Pull out every line below that contains the string "green", and copy each one in full.

+-------+

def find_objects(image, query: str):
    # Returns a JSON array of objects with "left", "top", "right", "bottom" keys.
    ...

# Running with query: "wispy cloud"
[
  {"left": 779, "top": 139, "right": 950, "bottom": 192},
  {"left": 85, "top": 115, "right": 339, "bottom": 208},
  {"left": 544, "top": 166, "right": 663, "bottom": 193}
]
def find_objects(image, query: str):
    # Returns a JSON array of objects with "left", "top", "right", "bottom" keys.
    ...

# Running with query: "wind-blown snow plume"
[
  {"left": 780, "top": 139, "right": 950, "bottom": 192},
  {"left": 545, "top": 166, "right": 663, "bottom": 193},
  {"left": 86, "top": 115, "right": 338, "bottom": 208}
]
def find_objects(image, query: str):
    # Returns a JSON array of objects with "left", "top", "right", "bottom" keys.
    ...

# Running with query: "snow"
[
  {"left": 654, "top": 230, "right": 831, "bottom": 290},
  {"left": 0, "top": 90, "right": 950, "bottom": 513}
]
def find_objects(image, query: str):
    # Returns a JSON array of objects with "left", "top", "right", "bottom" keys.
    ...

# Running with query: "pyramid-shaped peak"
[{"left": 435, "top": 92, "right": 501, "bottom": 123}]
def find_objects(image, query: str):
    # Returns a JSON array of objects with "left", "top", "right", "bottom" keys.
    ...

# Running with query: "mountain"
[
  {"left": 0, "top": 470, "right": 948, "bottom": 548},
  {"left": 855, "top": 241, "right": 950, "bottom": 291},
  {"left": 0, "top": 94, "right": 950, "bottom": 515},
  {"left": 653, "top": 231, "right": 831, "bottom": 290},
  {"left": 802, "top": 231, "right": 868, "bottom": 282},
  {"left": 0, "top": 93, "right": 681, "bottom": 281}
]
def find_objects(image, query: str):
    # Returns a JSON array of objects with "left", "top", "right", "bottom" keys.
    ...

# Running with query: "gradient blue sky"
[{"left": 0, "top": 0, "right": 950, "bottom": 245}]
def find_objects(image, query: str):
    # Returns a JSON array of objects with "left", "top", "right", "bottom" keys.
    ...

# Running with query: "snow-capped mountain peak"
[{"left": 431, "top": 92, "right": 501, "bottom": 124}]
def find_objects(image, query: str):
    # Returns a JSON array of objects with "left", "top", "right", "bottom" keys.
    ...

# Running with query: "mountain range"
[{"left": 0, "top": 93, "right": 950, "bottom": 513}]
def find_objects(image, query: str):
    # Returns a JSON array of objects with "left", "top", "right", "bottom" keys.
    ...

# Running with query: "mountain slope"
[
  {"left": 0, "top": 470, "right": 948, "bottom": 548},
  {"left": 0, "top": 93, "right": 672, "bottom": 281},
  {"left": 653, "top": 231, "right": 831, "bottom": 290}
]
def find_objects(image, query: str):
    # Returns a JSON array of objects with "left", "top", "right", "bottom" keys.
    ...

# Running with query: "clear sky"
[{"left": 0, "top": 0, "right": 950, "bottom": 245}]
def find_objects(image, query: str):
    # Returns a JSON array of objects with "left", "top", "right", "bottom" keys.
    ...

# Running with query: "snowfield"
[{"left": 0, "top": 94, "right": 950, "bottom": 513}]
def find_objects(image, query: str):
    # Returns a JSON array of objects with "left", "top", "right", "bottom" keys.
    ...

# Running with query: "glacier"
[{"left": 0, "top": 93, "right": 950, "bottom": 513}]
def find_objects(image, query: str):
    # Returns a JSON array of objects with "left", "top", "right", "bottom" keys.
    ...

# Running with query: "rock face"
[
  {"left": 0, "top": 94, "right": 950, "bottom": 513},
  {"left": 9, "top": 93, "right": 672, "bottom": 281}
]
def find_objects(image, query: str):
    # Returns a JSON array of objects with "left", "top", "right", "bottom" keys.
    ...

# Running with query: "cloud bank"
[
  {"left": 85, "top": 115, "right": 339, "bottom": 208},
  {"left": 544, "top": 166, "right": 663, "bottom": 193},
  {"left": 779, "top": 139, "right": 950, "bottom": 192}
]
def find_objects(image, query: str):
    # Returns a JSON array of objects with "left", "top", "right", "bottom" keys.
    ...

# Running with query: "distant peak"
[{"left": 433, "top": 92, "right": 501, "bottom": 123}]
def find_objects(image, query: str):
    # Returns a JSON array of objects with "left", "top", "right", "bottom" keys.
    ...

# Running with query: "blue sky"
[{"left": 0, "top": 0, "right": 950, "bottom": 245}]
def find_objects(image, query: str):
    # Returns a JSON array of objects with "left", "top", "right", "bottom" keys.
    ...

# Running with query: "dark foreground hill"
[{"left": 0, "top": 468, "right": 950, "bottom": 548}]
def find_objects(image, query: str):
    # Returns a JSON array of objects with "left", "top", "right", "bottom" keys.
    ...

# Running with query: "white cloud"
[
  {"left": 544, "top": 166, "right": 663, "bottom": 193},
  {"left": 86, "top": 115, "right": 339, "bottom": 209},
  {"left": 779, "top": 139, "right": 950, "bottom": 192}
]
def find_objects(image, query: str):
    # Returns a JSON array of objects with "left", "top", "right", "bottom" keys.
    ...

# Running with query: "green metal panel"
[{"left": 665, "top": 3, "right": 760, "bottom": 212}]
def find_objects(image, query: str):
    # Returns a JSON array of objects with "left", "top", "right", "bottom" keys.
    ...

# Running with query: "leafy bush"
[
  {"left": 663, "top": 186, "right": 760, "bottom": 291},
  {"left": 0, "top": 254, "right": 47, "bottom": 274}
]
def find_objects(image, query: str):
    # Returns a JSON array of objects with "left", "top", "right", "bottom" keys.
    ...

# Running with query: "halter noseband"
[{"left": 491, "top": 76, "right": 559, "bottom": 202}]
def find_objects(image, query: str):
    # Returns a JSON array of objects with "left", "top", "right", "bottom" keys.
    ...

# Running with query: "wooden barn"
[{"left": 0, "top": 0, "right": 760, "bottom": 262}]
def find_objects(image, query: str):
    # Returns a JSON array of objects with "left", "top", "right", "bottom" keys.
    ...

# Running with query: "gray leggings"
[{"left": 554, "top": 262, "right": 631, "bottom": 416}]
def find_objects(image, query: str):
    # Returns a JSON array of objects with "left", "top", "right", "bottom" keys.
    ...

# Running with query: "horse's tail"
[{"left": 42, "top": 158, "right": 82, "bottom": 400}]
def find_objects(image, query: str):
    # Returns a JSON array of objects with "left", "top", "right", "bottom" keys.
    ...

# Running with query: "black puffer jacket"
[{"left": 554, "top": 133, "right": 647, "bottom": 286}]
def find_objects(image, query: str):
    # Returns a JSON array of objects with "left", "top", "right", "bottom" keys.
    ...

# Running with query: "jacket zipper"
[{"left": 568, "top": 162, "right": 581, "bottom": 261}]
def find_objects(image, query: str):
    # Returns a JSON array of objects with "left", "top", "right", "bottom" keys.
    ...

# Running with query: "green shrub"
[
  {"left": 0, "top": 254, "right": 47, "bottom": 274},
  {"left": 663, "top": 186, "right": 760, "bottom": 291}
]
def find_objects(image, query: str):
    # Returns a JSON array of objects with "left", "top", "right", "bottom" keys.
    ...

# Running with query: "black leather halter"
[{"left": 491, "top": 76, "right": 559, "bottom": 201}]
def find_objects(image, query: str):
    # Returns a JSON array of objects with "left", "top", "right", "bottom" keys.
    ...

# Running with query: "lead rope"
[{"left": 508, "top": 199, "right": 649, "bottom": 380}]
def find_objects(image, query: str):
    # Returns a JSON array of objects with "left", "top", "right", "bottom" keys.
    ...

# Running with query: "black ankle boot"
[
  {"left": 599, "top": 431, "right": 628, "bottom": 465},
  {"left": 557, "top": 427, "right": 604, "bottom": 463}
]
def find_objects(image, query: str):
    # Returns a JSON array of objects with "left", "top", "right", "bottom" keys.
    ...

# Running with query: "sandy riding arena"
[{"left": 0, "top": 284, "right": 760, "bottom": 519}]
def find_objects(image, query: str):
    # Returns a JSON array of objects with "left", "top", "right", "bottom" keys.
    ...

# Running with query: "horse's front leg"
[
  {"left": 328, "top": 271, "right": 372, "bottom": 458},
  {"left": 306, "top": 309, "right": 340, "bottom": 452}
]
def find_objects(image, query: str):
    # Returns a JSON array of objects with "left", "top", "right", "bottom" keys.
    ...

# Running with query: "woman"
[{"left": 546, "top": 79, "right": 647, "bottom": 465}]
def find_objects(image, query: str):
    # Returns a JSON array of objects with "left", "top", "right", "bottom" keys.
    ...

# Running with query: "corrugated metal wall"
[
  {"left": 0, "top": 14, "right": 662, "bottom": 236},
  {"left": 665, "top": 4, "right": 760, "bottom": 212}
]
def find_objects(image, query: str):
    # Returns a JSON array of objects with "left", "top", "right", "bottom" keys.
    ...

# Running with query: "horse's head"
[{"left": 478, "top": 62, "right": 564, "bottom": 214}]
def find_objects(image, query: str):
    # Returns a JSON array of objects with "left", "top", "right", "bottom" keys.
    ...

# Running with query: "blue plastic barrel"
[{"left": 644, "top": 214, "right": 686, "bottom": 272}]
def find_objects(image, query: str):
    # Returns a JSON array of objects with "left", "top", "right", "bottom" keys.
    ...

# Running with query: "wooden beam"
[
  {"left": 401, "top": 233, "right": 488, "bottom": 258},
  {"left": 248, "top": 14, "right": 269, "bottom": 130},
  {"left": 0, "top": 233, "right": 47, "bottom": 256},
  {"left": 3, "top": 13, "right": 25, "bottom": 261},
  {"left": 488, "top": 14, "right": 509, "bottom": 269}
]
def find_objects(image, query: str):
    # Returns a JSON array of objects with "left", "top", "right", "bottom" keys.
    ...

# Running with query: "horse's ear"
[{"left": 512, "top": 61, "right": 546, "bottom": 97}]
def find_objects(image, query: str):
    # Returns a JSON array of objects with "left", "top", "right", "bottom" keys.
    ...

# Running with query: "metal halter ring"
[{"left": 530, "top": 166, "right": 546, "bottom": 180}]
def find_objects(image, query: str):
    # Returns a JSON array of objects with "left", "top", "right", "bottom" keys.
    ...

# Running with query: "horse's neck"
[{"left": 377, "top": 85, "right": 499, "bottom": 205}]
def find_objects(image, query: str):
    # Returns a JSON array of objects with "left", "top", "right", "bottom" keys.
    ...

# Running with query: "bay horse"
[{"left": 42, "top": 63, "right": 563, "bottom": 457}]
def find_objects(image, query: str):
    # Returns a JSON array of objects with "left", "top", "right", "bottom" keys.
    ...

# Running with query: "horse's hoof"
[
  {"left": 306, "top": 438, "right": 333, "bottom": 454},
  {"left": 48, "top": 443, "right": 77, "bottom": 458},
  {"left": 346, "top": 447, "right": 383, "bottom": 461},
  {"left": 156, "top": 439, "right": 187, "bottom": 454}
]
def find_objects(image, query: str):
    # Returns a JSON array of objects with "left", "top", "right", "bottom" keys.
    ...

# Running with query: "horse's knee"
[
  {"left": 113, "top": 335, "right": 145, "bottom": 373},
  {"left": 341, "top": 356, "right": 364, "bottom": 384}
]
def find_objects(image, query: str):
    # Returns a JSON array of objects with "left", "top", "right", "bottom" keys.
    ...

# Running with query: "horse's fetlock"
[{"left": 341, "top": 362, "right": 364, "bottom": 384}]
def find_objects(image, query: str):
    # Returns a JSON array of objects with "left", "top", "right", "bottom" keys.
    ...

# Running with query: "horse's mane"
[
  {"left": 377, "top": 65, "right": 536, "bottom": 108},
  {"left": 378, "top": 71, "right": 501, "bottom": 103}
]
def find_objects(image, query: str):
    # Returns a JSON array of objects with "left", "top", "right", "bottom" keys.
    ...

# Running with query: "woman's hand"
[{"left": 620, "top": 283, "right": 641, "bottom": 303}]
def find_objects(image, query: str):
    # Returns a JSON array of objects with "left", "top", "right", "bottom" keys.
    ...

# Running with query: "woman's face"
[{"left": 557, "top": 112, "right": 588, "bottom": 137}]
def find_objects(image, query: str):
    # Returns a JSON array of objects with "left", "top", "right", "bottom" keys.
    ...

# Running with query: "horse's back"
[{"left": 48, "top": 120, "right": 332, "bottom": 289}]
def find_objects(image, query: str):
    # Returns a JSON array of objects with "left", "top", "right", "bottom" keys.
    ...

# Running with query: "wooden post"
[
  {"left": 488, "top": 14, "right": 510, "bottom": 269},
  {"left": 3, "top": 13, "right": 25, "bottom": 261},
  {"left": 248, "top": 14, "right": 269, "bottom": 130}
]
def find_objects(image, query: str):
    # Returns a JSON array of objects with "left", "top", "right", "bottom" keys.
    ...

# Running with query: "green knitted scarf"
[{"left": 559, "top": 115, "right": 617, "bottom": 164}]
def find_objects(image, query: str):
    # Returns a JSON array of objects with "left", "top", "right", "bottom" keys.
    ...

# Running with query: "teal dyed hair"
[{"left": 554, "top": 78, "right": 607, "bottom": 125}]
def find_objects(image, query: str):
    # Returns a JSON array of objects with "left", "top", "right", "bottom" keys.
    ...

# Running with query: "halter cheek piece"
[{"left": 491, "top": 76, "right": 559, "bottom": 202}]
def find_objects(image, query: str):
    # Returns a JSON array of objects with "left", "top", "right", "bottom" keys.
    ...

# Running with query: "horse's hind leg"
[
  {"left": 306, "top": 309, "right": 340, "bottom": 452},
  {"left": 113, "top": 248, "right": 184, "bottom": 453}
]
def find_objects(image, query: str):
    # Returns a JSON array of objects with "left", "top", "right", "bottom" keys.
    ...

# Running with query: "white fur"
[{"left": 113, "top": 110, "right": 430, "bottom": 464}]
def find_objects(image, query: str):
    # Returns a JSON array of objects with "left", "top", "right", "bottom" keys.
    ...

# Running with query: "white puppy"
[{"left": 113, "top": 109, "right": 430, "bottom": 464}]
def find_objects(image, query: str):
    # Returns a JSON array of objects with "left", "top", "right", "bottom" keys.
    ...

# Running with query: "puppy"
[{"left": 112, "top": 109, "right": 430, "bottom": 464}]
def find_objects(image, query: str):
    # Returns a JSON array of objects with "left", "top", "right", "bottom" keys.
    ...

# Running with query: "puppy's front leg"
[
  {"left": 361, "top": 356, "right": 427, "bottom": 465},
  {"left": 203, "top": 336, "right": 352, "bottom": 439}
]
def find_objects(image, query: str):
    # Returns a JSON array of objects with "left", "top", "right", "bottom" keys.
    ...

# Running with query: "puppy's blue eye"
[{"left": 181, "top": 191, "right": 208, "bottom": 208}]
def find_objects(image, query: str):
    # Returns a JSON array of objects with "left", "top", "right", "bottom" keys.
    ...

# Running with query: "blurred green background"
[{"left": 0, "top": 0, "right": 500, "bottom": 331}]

+-------+

WORKED SOLUTION
# Running with query: "green metal panel"
# Running with query: "green shrub"
# Running with query: "green knitted scarf"
# Running with query: "blurred green background"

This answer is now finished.